» **小問 1**:
下のリストのうち、「find | paved plaza」を含む行からリストの末尾までを、両端の行も含めて一字一句変えずにもう一度書く。

------ 原文抜粋 ------

苦しい時に何をしたかで10年後の自分が決まる

さらに、売り上げが上がらない中、同じことをやっていてもダメだということで、新たなビジネスチャンスを作っていこうと、いろんな種をきました。

当時の事業は営業のアウトソーシングでしたが、お客さんは携帯電話業界やパソコン業界など、デジタル家電の業界が多かった。だから、ITバブルの崩壊の影響をもろに受けたわけですが、そのノウハウを使って横展開していくことを考えました。

クレジットカードや付加価値サービスなど、これもまたうまくいきました。新しい領域で売り上げを大きく上げることができ、後に100億円を超える売上高を記録することになるのです。

コロナの余波は、しばらく続いていくことになるでしょう。しかし、この苦しい時代に何をしたかが、後に大きく影響してきます。会社でも、個人でも。この1~2年のアクションが、この先10年後の自分を大きく変えることになるということです。ピンチのタイミングというのは、とても大事な時期なのです。だから、しっかり考えて動いていくべきなのです。

------ 提供リスト ------

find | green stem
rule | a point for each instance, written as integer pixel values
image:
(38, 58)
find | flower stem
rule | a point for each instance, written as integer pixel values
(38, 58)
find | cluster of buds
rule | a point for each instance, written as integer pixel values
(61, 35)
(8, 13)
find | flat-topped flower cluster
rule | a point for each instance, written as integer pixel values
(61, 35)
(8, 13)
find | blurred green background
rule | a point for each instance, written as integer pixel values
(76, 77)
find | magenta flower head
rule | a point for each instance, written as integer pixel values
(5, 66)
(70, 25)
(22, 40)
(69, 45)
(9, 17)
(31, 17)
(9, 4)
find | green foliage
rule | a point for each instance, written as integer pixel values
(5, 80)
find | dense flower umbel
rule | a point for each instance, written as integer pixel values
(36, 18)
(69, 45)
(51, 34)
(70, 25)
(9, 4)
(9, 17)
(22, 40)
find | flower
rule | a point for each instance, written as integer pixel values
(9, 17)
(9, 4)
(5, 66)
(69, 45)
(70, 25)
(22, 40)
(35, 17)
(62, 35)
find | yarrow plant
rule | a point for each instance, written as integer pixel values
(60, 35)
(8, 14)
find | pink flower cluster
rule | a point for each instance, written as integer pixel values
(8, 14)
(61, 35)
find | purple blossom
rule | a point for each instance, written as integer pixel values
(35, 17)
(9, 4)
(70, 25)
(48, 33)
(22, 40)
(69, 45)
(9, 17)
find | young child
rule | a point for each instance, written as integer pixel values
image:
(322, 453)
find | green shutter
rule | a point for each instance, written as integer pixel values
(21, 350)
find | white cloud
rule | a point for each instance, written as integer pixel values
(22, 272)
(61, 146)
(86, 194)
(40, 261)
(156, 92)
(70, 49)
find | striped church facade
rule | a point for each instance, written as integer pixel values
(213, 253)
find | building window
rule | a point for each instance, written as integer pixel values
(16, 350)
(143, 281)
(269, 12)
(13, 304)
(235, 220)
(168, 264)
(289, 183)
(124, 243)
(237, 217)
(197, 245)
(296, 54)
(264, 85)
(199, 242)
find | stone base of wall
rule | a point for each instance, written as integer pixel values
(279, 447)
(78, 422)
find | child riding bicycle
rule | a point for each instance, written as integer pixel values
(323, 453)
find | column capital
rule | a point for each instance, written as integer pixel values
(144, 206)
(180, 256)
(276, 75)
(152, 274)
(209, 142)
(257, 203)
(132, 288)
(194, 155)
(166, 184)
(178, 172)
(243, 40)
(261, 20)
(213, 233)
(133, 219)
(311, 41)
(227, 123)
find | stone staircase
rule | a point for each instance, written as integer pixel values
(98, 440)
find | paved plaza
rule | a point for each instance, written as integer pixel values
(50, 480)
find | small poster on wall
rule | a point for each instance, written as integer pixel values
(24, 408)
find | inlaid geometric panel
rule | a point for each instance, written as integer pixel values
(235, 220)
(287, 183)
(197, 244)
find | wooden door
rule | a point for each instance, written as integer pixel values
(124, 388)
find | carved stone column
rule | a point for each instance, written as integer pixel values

------

» **小問 2**:
上の原文抜粋の全体を、一字一句違えずに書き写す。

» **解答 1**:
find | paved plaza
rule | a point for each instance, written as integer pixel values
(50, 480)
find | small poster on wall
rule | a point for each instance, written as integer pixel values
(24, 408)
find | inlaid geometric panel
rule | a point for each instance, written as integer pixel values
(235, 220)
(287, 183)
(197, 244)
find | wooden door
rule | a point for each instance, written as integer pixel values
(124, 388)
find | carved stone column
rule | a point for each instance, written as integer pixel values

» **解答 2**:
苦しい時に何をしたかで10年後の自分が決まる

さらに、売り上げが上がらない中、同じことをやっていてもダメだということで、新たなビジネスチャンスを作っていこうと、いろんな種をきました。

当時の事業は営業のアウトソーシングでしたが、お客さんは携帯電話業界やパソコン業界など、デジタル家電の業界が多かった。だから、ITバブルの崩壊の影響をもろに受けたわけですが、そのノウハウを使って横展開していくことを考えました。

クレジットカードや付加価値サービスなど、これもまたうまくいきました。新しい領域で売り上げを大きく上げることができ、後に100億円を超える売上高を記録することになるのです。

コロナの余波は、しばらく続いていくことになるでしょう。しかし、この苦しい時代に何をしたかが、後に大きく影響してきます。会社でも、個人でも。この1~2年のアクションが、この先10年後の自分を大きく変えることになるということです。ピンチのタイミングというのは、とても大事な時期なのです。だから、しっかり考えて動いていくべきなのです。